Text provided:
* Start *
On March 5, 2022, after much discussion and prayer, we decided it was time to get our kids, our boys, and our team to safety. The final destination was Germany and the journey there was one we will never forget. From a room filled wall to wall with mattresses to a 26-hour wait with no toilet, in this episode, I share the ups and downs of our road to safety. The fact that I can laugh about it now is quite miraculous because it was a DOOZY.
We’re baaaaaaack! Our last episode was published on February 24th, the day Russia began its brutal war here in Ukraine. We published that episode, and then promptly fell off the podcast map. Our whole lives changed on that day and we’ll never be the same. But at long last, we have picked up our heads and decided to revive the ol’ podcast. ❤️
In this episode, I (Kim) shared our community’s experiences during the first couple weeks of war and how we responded as the fight came closer and closer to our Homestead. It was a bit emotional for me to return to those days, but I think it’s important to share our experiences with you. This war in Ukraine is far from over and it is our responsibility, those of us who love Ukraine, to remind the world of what is happening here.
* End *
Requirement 1:
Retype everything in the podcast notes from "We’re baaaaaaack! Our" down to "is happening here.".
Requirement 2:
Using the podcast notes, answer yes or no to each statement and quote the words that settle it. (a) The journey's final destination was Germany. (b) The wait with no toilet lasted 12 hours. (c) The war in Ukraine is described as nearly over.
The data after these podcast notes is not needed here.

Extracted material:
* Start *
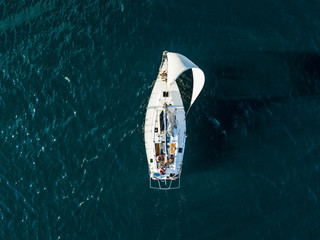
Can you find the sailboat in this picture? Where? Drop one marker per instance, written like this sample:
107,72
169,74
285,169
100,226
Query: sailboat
165,122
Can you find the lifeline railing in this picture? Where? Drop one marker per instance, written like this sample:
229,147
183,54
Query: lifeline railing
165,184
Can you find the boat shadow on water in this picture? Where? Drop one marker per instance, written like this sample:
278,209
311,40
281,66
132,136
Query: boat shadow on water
237,98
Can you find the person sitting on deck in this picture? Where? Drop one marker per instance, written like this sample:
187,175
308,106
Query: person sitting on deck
163,171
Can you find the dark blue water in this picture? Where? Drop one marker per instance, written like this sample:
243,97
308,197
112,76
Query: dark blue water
75,78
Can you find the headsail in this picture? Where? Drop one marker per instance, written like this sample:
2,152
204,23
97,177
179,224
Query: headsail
178,64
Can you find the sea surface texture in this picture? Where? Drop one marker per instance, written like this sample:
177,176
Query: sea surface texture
75,79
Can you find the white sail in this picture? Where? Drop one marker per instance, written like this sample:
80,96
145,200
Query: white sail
178,64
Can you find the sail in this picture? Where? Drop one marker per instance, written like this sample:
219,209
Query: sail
178,64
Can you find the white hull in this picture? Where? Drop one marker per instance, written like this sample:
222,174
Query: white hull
165,128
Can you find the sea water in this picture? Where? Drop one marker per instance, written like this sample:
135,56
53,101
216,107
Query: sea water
75,79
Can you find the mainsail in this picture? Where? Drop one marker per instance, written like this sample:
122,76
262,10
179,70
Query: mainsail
178,64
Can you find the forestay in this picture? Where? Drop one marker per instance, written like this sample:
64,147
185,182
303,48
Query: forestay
178,64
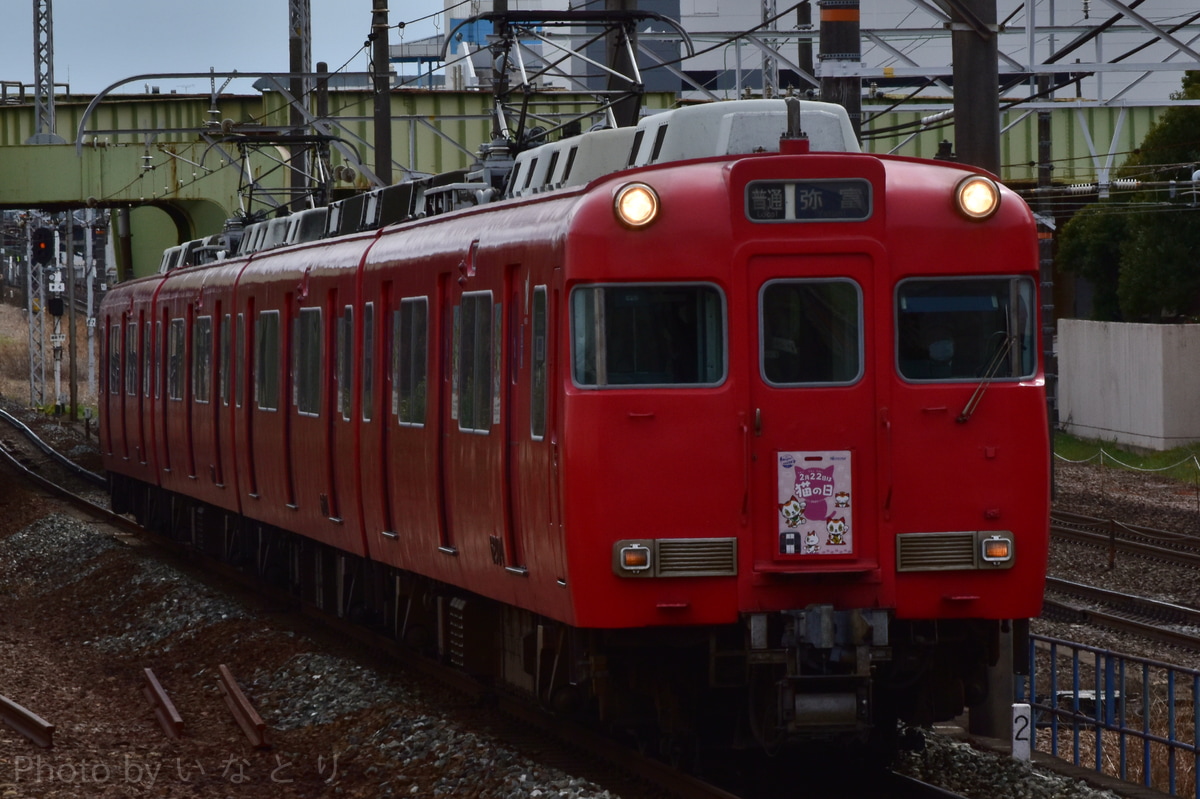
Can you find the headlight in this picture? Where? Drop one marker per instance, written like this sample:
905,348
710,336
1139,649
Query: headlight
977,197
636,205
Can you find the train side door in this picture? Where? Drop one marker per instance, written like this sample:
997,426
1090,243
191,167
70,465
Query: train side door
813,416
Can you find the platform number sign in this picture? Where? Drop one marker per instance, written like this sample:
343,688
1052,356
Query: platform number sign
1023,732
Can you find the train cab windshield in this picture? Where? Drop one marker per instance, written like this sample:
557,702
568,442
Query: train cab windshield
966,329
639,335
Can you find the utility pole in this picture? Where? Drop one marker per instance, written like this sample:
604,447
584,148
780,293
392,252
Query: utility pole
769,62
379,55
45,131
299,62
976,53
840,56
622,48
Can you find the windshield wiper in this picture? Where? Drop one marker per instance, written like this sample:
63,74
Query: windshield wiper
989,373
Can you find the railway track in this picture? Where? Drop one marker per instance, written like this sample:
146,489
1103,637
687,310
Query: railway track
1123,612
1177,548
555,742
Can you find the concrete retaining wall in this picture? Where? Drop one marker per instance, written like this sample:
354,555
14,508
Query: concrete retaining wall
1135,384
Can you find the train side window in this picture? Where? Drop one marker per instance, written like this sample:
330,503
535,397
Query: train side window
648,335
307,359
345,360
267,361
966,329
131,358
114,358
810,332
474,361
367,360
409,360
202,359
226,360
175,352
538,389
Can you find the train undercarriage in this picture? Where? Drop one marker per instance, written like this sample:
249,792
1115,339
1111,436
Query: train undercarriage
803,677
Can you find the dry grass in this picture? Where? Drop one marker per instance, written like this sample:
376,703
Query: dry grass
15,358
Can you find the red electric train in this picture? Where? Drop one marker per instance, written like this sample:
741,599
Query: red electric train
708,428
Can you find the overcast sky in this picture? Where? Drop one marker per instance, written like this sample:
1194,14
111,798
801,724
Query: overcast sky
99,43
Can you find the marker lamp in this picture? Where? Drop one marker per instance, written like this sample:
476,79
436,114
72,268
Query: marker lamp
635,558
996,550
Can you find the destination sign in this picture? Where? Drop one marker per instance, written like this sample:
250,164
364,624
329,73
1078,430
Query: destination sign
840,199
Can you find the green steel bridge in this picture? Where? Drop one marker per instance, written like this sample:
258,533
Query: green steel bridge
175,167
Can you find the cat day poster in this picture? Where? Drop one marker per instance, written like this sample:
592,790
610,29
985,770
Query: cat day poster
815,504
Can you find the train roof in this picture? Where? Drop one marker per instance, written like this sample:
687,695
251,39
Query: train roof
721,128
701,131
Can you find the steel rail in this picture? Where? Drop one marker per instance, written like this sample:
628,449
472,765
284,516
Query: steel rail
27,722
1060,611
1151,608
64,461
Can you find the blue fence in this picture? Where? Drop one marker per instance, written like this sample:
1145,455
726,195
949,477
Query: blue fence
1132,718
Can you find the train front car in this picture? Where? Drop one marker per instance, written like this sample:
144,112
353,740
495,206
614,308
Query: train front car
805,458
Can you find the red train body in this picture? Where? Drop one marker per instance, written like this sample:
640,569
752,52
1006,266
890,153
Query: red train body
779,452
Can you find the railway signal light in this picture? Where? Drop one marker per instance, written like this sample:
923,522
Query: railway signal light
43,246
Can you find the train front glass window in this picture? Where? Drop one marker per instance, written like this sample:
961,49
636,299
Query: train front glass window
966,329
810,332
648,335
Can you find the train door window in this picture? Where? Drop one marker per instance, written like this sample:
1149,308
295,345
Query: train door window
239,354
345,360
147,354
157,361
570,163
648,335
550,169
307,359
810,332
533,167
175,352
202,359
659,138
538,388
226,360
636,145
474,362
131,358
114,358
367,360
966,329
409,361
267,361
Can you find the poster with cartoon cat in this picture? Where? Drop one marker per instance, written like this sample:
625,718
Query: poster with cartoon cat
815,504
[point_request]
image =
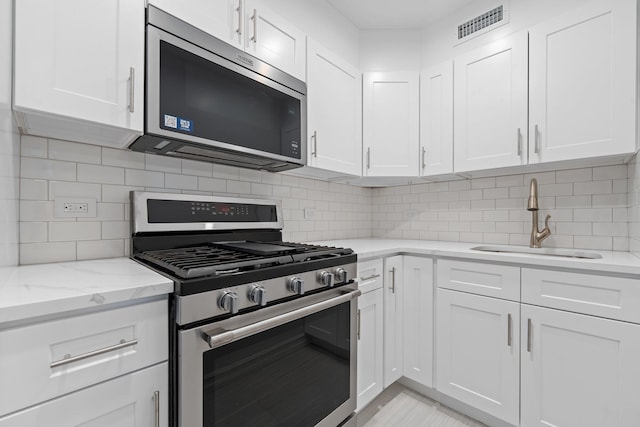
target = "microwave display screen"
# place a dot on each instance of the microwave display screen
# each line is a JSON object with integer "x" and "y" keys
{"x": 201, "y": 98}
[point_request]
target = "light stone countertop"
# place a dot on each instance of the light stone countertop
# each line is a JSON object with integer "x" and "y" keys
{"x": 624, "y": 263}
{"x": 45, "y": 289}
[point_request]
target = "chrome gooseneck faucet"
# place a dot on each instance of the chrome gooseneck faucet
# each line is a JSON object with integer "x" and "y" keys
{"x": 537, "y": 236}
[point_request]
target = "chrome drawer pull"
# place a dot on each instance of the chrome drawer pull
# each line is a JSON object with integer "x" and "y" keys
{"x": 70, "y": 359}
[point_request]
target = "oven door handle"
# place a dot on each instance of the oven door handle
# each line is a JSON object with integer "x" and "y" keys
{"x": 219, "y": 337}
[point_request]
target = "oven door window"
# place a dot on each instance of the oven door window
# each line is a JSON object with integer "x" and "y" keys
{"x": 201, "y": 98}
{"x": 292, "y": 375}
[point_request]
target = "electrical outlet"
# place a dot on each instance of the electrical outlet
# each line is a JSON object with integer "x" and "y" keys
{"x": 74, "y": 208}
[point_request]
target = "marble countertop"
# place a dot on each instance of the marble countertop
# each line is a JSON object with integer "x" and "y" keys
{"x": 611, "y": 262}
{"x": 45, "y": 289}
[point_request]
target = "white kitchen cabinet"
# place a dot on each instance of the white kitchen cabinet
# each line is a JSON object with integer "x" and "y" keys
{"x": 478, "y": 354}
{"x": 370, "y": 346}
{"x": 220, "y": 18}
{"x": 393, "y": 320}
{"x": 436, "y": 120}
{"x": 417, "y": 289}
{"x": 582, "y": 83}
{"x": 490, "y": 105}
{"x": 391, "y": 124}
{"x": 79, "y": 69}
{"x": 129, "y": 400}
{"x": 334, "y": 110}
{"x": 578, "y": 370}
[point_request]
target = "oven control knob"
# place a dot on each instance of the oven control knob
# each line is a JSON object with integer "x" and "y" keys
{"x": 229, "y": 301}
{"x": 327, "y": 278}
{"x": 296, "y": 285}
{"x": 258, "y": 295}
{"x": 341, "y": 275}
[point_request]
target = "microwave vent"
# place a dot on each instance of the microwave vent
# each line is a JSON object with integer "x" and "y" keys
{"x": 480, "y": 22}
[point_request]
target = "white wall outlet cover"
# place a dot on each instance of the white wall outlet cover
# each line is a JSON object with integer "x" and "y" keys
{"x": 67, "y": 207}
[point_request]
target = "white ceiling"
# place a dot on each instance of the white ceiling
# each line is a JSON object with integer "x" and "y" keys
{"x": 396, "y": 14}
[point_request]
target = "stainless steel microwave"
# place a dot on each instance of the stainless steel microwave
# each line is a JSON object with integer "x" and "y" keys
{"x": 209, "y": 101}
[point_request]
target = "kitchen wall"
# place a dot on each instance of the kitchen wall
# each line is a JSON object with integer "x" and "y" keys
{"x": 53, "y": 169}
{"x": 588, "y": 209}
{"x": 9, "y": 146}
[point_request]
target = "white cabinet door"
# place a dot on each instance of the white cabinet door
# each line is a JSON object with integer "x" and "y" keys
{"x": 578, "y": 370}
{"x": 220, "y": 18}
{"x": 334, "y": 105}
{"x": 391, "y": 124}
{"x": 583, "y": 83}
{"x": 490, "y": 105}
{"x": 478, "y": 351}
{"x": 370, "y": 346}
{"x": 417, "y": 290}
{"x": 274, "y": 40}
{"x": 393, "y": 329}
{"x": 436, "y": 120}
{"x": 122, "y": 402}
{"x": 81, "y": 61}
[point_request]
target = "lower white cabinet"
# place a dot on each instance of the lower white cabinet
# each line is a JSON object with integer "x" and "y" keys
{"x": 393, "y": 321}
{"x": 138, "y": 399}
{"x": 578, "y": 370}
{"x": 370, "y": 346}
{"x": 478, "y": 352}
{"x": 417, "y": 288}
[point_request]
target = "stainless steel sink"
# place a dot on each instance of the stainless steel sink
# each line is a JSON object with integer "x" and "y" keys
{"x": 567, "y": 253}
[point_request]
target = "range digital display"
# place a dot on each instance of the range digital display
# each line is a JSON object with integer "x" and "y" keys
{"x": 181, "y": 211}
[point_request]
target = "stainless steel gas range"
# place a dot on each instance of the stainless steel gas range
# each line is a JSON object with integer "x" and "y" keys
{"x": 262, "y": 332}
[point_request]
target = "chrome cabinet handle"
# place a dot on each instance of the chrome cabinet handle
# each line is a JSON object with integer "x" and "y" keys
{"x": 240, "y": 17}
{"x": 70, "y": 359}
{"x": 315, "y": 144}
{"x": 156, "y": 408}
{"x": 393, "y": 280}
{"x": 255, "y": 26}
{"x": 132, "y": 78}
{"x": 219, "y": 336}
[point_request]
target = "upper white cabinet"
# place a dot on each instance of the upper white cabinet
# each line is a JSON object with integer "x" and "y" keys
{"x": 417, "y": 287}
{"x": 582, "y": 83}
{"x": 436, "y": 120}
{"x": 334, "y": 106}
{"x": 391, "y": 124}
{"x": 79, "y": 69}
{"x": 490, "y": 105}
{"x": 220, "y": 18}
{"x": 578, "y": 370}
{"x": 247, "y": 25}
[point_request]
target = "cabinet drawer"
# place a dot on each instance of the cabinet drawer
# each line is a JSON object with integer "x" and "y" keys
{"x": 127, "y": 400}
{"x": 370, "y": 275}
{"x": 611, "y": 297}
{"x": 98, "y": 346}
{"x": 499, "y": 281}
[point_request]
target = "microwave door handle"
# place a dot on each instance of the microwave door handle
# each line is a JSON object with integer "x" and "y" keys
{"x": 219, "y": 337}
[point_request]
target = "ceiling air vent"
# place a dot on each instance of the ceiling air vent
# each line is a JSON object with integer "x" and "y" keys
{"x": 480, "y": 22}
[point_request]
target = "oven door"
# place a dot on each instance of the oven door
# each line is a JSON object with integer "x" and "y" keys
{"x": 291, "y": 364}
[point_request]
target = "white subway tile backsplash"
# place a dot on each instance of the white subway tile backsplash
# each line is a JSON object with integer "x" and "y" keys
{"x": 33, "y": 146}
{"x": 47, "y": 169}
{"x": 74, "y": 152}
{"x": 100, "y": 174}
{"x": 72, "y": 231}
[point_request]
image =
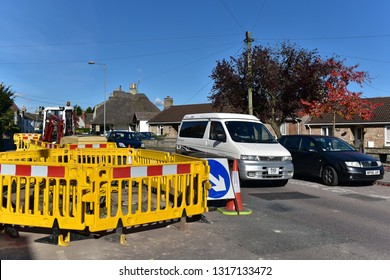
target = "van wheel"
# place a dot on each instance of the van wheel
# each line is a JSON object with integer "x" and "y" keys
{"x": 281, "y": 183}
{"x": 329, "y": 176}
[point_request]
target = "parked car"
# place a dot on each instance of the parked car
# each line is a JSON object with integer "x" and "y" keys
{"x": 331, "y": 159}
{"x": 146, "y": 135}
{"x": 125, "y": 139}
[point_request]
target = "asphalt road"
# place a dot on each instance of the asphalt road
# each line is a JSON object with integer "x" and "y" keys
{"x": 303, "y": 220}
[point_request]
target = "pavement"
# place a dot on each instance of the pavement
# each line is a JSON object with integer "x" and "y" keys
{"x": 386, "y": 178}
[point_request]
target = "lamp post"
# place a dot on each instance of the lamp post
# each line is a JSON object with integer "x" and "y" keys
{"x": 91, "y": 62}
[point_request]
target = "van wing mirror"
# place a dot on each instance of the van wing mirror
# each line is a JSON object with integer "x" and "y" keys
{"x": 221, "y": 137}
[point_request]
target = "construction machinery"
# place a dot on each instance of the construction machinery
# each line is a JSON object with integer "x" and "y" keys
{"x": 58, "y": 121}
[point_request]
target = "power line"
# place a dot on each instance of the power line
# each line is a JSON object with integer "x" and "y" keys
{"x": 325, "y": 38}
{"x": 118, "y": 42}
{"x": 122, "y": 57}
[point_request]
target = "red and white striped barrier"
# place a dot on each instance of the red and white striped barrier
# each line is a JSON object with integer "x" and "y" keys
{"x": 32, "y": 170}
{"x": 154, "y": 170}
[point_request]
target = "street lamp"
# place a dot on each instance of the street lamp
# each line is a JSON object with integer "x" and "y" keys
{"x": 91, "y": 62}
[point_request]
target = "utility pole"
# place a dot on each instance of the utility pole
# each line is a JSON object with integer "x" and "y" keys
{"x": 248, "y": 40}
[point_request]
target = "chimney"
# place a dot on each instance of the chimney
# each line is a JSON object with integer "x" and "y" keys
{"x": 168, "y": 102}
{"x": 133, "y": 89}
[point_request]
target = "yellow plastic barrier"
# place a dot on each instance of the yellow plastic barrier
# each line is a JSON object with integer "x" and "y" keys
{"x": 99, "y": 189}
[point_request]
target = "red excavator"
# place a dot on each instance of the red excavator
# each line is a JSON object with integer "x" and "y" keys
{"x": 58, "y": 122}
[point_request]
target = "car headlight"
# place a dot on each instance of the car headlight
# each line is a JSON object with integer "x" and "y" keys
{"x": 249, "y": 157}
{"x": 353, "y": 164}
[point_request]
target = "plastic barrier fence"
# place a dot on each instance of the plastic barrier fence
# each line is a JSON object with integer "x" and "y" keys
{"x": 99, "y": 189}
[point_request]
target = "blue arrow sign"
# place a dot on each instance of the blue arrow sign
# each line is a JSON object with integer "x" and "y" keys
{"x": 219, "y": 179}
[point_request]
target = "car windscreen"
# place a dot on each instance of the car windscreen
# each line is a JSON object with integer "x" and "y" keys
{"x": 249, "y": 132}
{"x": 333, "y": 144}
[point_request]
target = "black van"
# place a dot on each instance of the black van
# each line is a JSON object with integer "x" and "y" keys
{"x": 331, "y": 159}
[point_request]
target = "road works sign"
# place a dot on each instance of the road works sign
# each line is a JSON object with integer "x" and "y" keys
{"x": 220, "y": 179}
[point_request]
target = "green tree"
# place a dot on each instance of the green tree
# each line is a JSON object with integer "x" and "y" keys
{"x": 6, "y": 114}
{"x": 280, "y": 78}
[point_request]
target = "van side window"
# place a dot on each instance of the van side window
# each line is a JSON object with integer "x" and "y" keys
{"x": 307, "y": 145}
{"x": 193, "y": 129}
{"x": 292, "y": 143}
{"x": 216, "y": 131}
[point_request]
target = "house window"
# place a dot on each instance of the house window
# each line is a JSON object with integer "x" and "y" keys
{"x": 160, "y": 130}
{"x": 326, "y": 130}
{"x": 283, "y": 128}
{"x": 387, "y": 136}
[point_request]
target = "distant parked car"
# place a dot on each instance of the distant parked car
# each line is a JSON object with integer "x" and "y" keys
{"x": 331, "y": 159}
{"x": 146, "y": 135}
{"x": 125, "y": 139}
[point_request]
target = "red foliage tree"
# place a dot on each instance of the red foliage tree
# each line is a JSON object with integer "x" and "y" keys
{"x": 339, "y": 100}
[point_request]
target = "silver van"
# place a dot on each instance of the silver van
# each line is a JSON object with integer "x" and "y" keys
{"x": 236, "y": 136}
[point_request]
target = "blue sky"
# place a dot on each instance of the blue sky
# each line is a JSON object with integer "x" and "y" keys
{"x": 171, "y": 47}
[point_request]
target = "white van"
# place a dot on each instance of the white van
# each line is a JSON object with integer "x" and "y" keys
{"x": 236, "y": 136}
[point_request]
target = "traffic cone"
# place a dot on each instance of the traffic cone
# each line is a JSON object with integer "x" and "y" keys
{"x": 234, "y": 206}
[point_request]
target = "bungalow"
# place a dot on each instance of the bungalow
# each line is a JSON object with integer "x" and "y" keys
{"x": 370, "y": 136}
{"x": 124, "y": 111}
{"x": 167, "y": 122}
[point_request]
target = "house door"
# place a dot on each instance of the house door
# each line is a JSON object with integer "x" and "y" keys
* End *
Finished answer 1:
We’re baaaaaaack! Our last episode was published on February 24th, the day Russia began its brutal war here in Ukraine. We published that episode, and then promptly fell off the podcast map. Our whole lives changed on that day and we’ll never be the same. But at long last, we have picked up our heads and decided to revive the ol’ podcast. ❤️
In this episode, I (Kim) shared our community’s experiences during the first couple weeks of war and how we responded as the fight came closer and closer to our Homestead. It was a bit emotional for me to return to those days, but I think it’s important to share our experiences with you. This war in Ukraine is far from over and it is our responsibility, those of us who love Ukraine, to remind the world of what is happening here.

Finished answer 2:
(a) Yes: "The final destination was Germany"
(b) No: "a 26-hour wait with no toilet"
(c) No: "This war in Ukraine is far from over"